** BEGIN **
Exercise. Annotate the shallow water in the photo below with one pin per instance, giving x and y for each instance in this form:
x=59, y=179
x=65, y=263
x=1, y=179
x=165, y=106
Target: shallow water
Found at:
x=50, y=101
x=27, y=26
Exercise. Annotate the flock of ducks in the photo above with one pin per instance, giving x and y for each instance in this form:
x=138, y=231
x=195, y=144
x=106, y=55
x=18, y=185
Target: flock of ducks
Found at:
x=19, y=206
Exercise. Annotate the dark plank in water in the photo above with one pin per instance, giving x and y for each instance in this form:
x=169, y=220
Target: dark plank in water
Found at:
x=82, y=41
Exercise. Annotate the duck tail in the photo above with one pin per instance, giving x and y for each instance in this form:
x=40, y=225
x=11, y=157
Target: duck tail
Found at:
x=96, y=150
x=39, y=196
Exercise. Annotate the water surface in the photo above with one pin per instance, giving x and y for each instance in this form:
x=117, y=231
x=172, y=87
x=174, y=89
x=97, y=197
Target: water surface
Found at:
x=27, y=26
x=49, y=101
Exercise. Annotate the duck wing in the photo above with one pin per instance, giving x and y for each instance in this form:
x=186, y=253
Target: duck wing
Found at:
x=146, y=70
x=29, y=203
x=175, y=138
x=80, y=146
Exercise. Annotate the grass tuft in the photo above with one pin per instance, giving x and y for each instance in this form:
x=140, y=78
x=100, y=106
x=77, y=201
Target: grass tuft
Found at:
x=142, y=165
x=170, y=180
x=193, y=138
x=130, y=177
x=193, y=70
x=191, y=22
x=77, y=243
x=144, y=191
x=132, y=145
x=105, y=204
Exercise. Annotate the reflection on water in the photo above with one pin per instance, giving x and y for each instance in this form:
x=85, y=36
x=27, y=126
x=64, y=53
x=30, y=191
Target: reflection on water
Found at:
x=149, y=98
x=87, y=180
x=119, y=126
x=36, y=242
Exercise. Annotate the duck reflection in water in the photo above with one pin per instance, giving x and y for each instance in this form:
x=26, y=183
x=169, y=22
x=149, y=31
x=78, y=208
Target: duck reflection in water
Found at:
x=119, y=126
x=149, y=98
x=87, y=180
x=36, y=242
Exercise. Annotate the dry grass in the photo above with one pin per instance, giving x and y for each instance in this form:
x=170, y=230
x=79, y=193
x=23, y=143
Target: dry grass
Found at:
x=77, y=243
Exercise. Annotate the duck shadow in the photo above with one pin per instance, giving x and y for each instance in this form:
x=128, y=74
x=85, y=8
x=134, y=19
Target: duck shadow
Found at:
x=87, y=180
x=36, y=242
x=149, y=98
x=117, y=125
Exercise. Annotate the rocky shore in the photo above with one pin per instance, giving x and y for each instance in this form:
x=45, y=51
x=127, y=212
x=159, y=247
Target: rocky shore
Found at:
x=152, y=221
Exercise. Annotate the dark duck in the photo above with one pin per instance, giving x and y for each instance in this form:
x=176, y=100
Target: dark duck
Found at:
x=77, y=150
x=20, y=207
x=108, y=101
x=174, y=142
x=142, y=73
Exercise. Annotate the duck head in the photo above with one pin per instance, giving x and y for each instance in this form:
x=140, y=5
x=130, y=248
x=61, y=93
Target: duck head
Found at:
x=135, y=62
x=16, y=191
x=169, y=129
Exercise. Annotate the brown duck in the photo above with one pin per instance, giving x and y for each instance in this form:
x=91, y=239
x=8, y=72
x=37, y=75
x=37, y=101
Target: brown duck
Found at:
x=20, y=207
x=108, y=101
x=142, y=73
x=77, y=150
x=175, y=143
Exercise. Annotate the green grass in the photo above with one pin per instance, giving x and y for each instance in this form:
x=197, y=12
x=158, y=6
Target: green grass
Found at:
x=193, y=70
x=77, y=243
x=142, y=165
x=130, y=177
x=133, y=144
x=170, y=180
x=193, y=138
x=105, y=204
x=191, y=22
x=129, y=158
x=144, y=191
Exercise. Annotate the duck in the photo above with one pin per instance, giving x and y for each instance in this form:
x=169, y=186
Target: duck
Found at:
** END **
#### [The exercise]
Return the entire listing above, line for line, with nothing altered.

#### [Written response]
Exercise. Annotate the shallow water in the photo below with one pin per instance, giving x and y for each instance in this form:
x=59, y=179
x=65, y=263
x=1, y=179
x=165, y=106
Target: shallow water
Found at:
x=50, y=101
x=27, y=26
Exercise. Annotate the flock of ducks in the photo above with one pin per instance, giving x and y for each instance in this form:
x=138, y=231
x=195, y=144
x=106, y=55
x=18, y=185
Target: flock of ducks
Found at:
x=19, y=206
Exercise. Annotate the dark plank in water in the photo above with one pin per instance, giving x and y for each instance in this form:
x=169, y=220
Target: dark plank in water
Found at:
x=82, y=41
Exercise. Annotate the duck tail in the photo above with one pin per instance, giving x and y for each instance in this form:
x=40, y=225
x=11, y=157
Target: duck tail
Found at:
x=96, y=150
x=39, y=196
Exercise. Annotate the water surface in the photo above with one pin per instance, giving x and y for each instance in this form:
x=117, y=231
x=172, y=87
x=174, y=89
x=97, y=197
Target: water surface
Found at:
x=27, y=26
x=49, y=101
Exercise. Annotate the duck wing in the photo above with one pin per instance, giving x and y for each instance in this form:
x=186, y=253
Target: duck wing
Found at:
x=146, y=70
x=29, y=203
x=175, y=138
x=80, y=146
Exercise. Annotate the grass tuft in the photo above with one pin per instance, giving x and y for each instance in this form:
x=140, y=78
x=100, y=106
x=77, y=201
Target: grass tuft
Found at:
x=142, y=165
x=170, y=180
x=193, y=138
x=130, y=177
x=193, y=70
x=191, y=22
x=77, y=243
x=144, y=191
x=132, y=145
x=105, y=204
Exercise. Annotate the reflection on water in the photo above with one pin per instance, giving x and y for each instance in this form:
x=85, y=36
x=27, y=126
x=64, y=53
x=30, y=191
Target: reflection on water
Found at:
x=149, y=98
x=87, y=180
x=119, y=126
x=36, y=242
Exercise. Annotate the duck reflection in water in the photo above with one pin per instance, giving x and y for each instance in this form:
x=26, y=183
x=169, y=22
x=149, y=31
x=78, y=208
Target: duck reflection in water
Found at:
x=119, y=126
x=149, y=98
x=87, y=180
x=36, y=242
Exercise. Annotate the dry grass in the photo above with one pin per instance, giving x and y for each instance in this form:
x=170, y=230
x=79, y=193
x=23, y=143
Target: dry grass
Found at:
x=77, y=243
Exercise. Annotate the duck shadow in the photo above with one pin per instance, giving x and y for each instance in this form:
x=128, y=74
x=85, y=8
x=134, y=19
Target: duck shadow
Found at:
x=87, y=180
x=36, y=242
x=149, y=98
x=117, y=125
Exercise. Annotate the rocky shore in the photo above with one pin per instance, giving x and y for each instance in this form:
x=45, y=51
x=127, y=212
x=159, y=247
Target: rocky shore
Found at:
x=152, y=221
Exercise. Annotate the dark duck in the photo above with one pin per instance, giving x and y for each instance in this form:
x=176, y=100
Target: dark duck
Found at:
x=77, y=150
x=20, y=207
x=108, y=101
x=174, y=142
x=142, y=73
Exercise. Annotate the duck head in the photo above with one pin per instance, giving x and y for each instance in this form:
x=140, y=5
x=130, y=248
x=61, y=93
Target: duck head
Found at:
x=135, y=62
x=16, y=191
x=169, y=129
Exercise. Annotate the brown duck in the photo above with one pin per instance, giving x and y for each instance in this form:
x=91, y=239
x=8, y=72
x=37, y=75
x=37, y=101
Target: brown duck
Found at:
x=20, y=207
x=108, y=101
x=142, y=73
x=77, y=150
x=175, y=143
Exercise. Annotate the green grass in the photo above with one pin per instance, giving x and y for each instance in this form:
x=197, y=12
x=158, y=6
Target: green grass
Found at:
x=193, y=70
x=77, y=243
x=142, y=165
x=130, y=177
x=133, y=144
x=170, y=180
x=193, y=138
x=105, y=204
x=191, y=22
x=129, y=158
x=144, y=191
Exercise. Annotate the duck in the photo above with one pin per instance, giving x and y for each instance in this form:
x=169, y=186
Target: duck
Found at:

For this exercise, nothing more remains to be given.